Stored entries
▶

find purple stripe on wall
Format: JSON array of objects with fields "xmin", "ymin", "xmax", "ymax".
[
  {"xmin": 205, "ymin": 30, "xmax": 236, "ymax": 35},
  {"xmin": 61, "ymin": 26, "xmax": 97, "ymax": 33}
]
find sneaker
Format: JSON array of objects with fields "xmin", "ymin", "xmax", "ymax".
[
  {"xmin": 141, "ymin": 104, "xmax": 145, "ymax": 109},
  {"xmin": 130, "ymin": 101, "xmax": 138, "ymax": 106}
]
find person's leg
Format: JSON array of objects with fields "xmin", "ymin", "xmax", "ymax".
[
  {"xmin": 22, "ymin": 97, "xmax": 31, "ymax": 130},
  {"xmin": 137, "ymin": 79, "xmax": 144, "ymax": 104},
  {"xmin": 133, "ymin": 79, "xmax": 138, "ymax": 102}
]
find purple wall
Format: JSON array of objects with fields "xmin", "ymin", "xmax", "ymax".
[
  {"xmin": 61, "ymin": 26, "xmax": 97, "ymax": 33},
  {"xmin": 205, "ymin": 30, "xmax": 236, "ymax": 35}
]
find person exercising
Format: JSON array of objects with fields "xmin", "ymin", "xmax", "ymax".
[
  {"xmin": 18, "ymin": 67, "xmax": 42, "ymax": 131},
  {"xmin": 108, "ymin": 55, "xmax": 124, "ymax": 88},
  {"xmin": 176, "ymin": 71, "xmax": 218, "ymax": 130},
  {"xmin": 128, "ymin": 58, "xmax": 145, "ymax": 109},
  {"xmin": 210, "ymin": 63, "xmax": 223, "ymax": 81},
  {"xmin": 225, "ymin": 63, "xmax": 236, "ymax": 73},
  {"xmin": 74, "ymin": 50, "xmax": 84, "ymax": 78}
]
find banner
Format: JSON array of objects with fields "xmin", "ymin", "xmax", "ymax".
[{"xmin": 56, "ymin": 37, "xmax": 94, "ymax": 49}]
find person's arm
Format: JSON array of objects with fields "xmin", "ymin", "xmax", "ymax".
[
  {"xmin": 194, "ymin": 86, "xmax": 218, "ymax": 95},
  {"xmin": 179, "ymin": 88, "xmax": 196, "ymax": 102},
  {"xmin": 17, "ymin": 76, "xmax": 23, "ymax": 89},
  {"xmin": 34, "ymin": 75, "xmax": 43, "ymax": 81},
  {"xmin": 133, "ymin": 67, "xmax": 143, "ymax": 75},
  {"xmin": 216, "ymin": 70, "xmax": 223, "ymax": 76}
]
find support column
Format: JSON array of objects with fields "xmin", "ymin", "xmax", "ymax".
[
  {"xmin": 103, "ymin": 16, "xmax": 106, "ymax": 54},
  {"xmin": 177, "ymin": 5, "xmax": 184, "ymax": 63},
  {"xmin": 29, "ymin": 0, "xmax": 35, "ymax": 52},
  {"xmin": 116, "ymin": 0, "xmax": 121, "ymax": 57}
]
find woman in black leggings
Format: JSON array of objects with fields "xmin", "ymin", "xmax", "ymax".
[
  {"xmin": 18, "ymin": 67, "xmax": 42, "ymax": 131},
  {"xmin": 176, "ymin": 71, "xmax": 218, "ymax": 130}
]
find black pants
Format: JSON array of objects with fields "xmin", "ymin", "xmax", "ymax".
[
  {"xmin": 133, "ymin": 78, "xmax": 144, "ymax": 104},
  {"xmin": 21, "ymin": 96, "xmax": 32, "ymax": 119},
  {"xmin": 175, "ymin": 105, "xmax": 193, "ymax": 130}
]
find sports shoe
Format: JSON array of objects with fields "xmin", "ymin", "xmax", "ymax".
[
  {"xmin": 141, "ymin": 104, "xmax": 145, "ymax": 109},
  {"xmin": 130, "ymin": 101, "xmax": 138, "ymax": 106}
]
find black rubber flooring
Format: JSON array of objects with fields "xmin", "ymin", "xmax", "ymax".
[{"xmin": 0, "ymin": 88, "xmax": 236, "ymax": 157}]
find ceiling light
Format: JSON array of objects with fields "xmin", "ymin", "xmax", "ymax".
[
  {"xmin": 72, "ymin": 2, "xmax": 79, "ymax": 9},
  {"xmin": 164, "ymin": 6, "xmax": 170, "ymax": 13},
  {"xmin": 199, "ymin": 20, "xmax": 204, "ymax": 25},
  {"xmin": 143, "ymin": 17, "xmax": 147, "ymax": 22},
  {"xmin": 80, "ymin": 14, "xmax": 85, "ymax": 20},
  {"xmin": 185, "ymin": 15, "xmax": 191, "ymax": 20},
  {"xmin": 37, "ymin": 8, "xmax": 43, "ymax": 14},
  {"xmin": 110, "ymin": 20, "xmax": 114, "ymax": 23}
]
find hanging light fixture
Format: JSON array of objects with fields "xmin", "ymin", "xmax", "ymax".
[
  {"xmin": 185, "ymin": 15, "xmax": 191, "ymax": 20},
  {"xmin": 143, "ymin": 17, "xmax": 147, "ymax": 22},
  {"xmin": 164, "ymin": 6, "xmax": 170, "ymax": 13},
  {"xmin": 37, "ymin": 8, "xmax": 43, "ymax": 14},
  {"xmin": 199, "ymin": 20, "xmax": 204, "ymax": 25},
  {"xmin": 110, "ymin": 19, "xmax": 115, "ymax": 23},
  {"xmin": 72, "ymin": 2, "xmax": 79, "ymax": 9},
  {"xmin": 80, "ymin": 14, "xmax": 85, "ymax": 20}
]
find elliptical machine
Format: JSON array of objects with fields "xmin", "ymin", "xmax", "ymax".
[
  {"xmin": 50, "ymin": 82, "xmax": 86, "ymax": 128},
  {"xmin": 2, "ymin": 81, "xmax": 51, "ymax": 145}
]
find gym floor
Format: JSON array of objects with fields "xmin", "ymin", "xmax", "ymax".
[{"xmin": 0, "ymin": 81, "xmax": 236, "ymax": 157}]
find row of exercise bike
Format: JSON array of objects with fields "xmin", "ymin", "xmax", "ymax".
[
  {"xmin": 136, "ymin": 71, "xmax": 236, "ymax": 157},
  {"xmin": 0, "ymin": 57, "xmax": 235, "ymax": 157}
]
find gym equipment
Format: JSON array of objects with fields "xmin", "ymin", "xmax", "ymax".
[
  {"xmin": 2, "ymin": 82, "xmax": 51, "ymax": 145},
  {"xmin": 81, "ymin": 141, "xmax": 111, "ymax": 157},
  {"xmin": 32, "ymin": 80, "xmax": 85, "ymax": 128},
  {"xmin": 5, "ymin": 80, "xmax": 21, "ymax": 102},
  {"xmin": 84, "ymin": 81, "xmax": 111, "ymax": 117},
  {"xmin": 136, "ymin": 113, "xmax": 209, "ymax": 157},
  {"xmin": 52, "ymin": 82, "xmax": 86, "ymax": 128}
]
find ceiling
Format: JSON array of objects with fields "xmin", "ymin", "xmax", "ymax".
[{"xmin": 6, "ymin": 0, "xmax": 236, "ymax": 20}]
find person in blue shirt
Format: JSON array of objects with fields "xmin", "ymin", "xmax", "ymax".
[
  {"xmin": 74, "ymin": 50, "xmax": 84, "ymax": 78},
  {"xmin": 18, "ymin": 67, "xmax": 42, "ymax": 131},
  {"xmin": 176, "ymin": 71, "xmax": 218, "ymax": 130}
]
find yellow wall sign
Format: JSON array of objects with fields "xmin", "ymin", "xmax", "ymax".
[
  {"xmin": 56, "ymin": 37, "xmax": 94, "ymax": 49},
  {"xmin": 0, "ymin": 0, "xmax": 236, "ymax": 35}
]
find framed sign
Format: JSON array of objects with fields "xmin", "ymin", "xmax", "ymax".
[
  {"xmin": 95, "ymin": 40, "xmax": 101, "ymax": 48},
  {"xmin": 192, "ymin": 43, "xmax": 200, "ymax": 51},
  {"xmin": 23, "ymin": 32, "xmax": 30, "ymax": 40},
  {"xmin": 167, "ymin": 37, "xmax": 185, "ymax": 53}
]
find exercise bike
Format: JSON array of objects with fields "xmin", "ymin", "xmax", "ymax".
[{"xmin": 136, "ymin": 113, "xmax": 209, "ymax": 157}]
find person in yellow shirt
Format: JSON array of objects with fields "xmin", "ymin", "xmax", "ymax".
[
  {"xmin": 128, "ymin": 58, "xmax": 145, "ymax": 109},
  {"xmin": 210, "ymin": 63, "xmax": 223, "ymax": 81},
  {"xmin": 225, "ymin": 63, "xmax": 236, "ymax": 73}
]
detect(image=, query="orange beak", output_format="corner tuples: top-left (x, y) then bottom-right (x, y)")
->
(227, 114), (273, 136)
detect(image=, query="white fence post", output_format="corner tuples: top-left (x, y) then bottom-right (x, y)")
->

◀
▶

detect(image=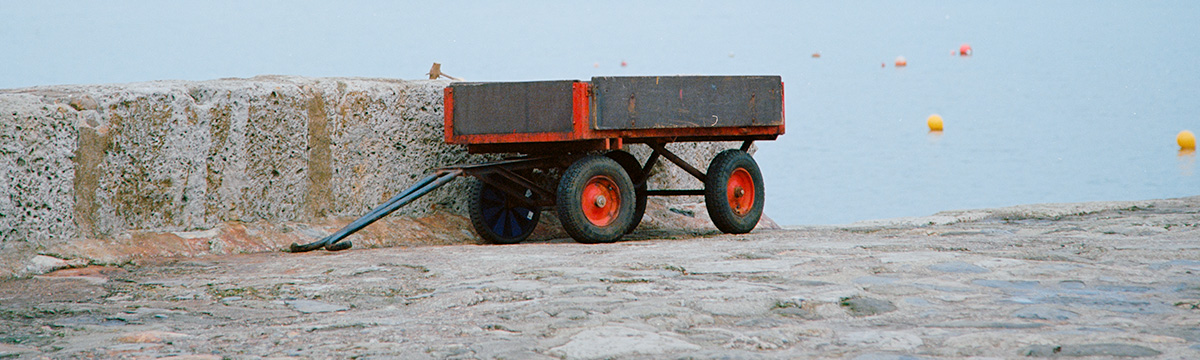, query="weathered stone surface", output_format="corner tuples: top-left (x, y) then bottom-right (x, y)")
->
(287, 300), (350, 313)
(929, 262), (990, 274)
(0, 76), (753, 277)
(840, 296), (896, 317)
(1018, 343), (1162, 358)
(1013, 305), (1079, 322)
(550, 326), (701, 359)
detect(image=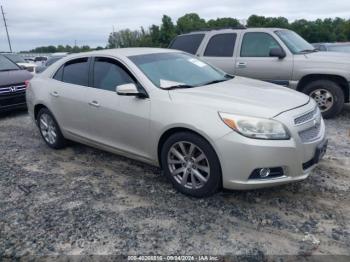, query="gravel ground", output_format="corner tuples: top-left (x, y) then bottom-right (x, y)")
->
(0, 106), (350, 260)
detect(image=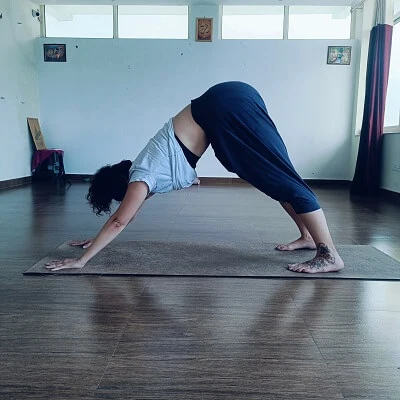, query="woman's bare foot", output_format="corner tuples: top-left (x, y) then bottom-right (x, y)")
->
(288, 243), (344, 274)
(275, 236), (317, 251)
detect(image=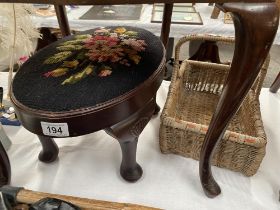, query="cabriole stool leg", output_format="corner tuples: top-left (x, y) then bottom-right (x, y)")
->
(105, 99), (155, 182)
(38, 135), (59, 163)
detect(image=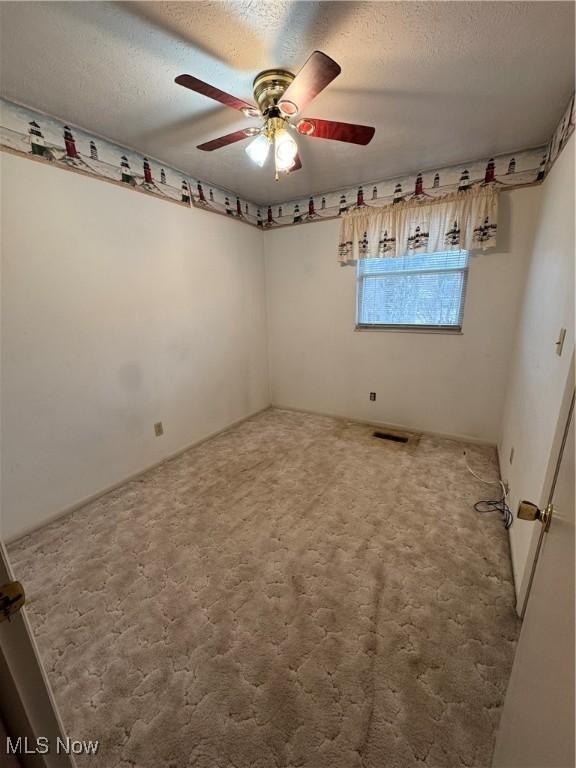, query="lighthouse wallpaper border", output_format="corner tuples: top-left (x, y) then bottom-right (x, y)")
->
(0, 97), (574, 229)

◀

= EXERCISE GOAL =
Filter the listing above and copy each line that includes the word "purple".

= EXERCISE RESULT =
find purple stripe on wall
find purple wall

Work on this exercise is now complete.